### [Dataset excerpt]
■ ■ ■ ■ ■

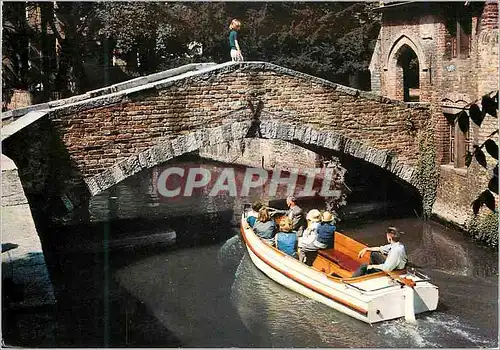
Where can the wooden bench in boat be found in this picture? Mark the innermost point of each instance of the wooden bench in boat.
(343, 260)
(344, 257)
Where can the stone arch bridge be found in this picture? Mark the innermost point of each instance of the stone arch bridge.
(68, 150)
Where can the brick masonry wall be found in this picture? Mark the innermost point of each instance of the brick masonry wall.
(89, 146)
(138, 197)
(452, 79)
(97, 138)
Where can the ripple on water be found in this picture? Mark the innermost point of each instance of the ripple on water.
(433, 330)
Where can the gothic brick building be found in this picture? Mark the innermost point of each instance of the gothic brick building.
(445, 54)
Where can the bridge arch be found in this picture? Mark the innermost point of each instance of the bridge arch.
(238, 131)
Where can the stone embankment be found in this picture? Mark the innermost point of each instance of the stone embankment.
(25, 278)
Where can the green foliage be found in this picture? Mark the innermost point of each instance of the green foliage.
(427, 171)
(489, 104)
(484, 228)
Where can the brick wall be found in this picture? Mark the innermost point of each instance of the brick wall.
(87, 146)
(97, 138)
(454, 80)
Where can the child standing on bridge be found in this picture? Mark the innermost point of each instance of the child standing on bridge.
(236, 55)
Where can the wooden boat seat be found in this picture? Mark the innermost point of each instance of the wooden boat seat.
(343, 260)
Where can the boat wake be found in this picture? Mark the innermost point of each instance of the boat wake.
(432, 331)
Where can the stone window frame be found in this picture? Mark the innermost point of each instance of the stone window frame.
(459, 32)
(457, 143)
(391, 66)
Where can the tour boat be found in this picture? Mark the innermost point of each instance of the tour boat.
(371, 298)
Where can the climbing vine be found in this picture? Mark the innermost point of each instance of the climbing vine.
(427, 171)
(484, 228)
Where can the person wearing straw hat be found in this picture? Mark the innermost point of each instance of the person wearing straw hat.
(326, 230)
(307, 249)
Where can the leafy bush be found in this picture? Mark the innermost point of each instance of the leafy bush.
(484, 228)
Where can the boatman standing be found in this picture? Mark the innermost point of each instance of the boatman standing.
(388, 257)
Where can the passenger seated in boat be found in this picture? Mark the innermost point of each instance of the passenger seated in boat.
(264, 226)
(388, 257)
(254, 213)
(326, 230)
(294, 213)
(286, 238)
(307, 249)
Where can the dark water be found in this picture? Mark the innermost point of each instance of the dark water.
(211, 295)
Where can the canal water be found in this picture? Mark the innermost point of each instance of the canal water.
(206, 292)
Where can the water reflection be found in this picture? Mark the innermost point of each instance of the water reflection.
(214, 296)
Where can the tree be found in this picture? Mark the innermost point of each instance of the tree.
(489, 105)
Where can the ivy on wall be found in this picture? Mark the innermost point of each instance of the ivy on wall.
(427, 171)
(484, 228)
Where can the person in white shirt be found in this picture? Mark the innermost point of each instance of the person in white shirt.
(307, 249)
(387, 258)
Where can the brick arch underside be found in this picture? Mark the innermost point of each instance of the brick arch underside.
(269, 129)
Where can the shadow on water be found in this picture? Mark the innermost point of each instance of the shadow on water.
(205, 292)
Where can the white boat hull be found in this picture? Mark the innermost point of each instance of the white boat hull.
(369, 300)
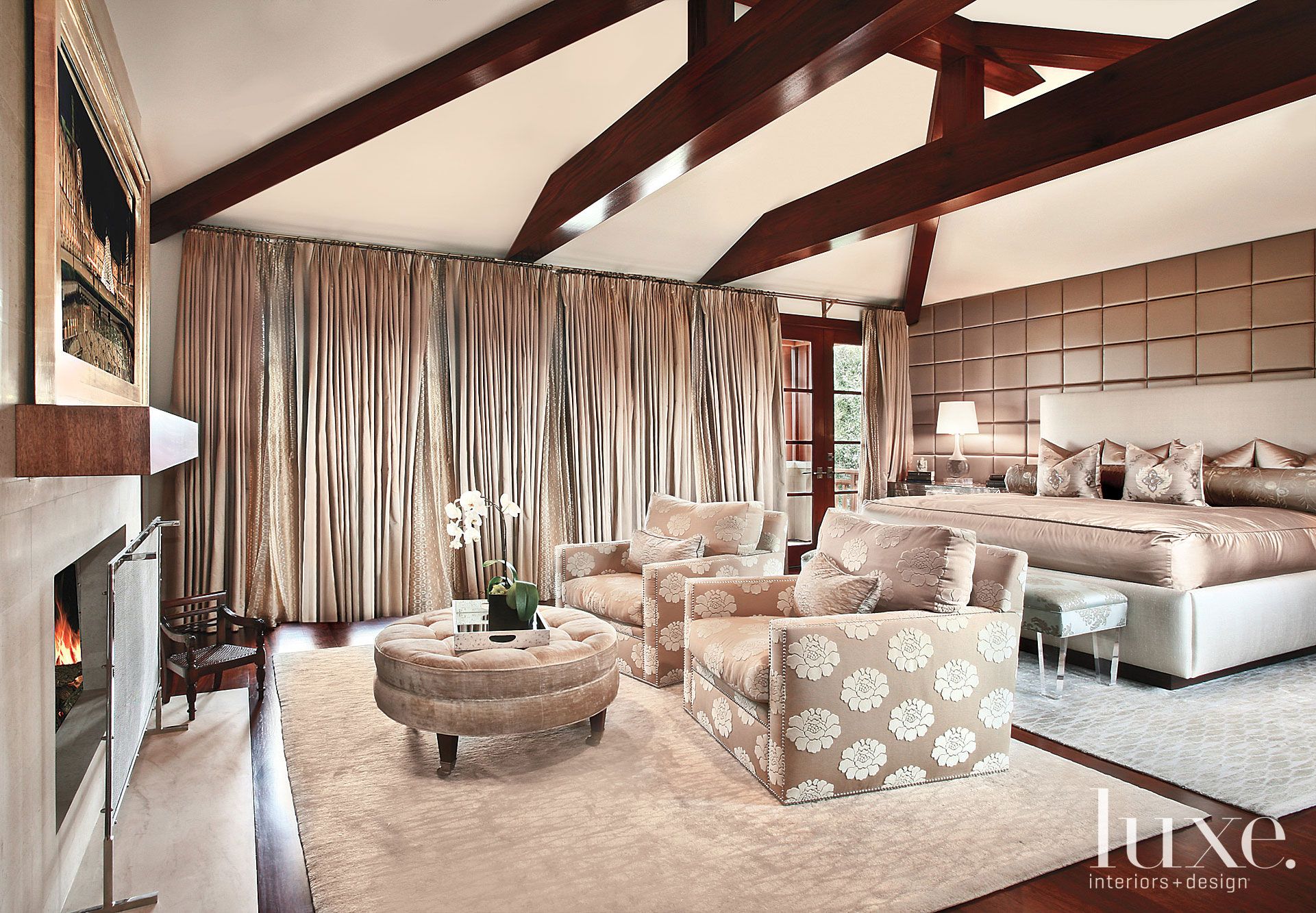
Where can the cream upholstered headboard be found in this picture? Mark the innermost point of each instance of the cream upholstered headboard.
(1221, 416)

■ ■ ■ ■ ■

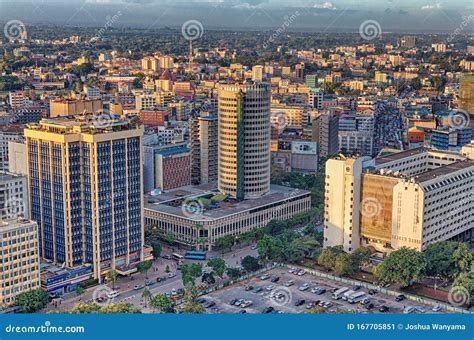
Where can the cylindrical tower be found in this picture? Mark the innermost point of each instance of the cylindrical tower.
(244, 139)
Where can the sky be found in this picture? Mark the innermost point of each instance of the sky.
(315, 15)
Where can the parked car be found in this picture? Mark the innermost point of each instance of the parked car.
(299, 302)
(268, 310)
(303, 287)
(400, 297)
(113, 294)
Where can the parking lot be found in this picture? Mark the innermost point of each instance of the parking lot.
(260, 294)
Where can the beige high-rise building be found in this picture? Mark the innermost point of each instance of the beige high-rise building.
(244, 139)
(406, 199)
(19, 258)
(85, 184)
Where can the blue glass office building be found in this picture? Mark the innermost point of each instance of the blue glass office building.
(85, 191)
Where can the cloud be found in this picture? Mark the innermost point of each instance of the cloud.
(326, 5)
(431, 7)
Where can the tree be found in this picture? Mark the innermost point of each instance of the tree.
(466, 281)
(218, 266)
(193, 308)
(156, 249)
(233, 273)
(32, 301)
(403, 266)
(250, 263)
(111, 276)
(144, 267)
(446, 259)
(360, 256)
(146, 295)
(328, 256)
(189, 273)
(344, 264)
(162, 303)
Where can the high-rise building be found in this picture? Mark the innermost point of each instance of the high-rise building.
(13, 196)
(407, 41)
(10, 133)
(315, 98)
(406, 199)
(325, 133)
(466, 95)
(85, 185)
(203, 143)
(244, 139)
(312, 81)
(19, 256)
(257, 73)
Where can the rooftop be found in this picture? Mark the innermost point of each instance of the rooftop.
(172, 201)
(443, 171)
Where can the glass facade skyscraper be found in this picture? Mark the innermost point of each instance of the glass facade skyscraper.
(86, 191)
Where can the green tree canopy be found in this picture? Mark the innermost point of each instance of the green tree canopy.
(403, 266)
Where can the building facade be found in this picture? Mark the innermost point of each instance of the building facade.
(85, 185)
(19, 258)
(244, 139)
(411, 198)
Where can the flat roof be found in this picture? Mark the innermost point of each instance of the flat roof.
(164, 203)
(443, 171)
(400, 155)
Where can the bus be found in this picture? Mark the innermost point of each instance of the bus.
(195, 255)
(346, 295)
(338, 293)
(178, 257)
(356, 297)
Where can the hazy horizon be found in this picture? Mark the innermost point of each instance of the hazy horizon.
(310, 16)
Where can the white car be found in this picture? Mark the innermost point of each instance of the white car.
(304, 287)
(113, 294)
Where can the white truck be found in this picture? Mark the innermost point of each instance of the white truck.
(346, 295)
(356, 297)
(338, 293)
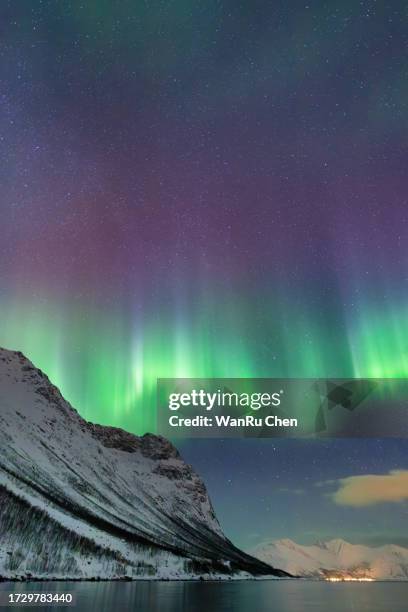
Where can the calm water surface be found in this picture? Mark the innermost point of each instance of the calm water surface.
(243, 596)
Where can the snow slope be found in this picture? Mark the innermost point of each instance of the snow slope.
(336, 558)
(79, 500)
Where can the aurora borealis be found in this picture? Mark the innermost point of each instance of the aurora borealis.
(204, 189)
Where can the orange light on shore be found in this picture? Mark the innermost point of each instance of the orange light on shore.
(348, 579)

■ ■ ■ ■ ■

### [YOUR TASK]
Report how many lines of the material above contain the string "high". Give only the number.

### [TASK SOLUTION]
2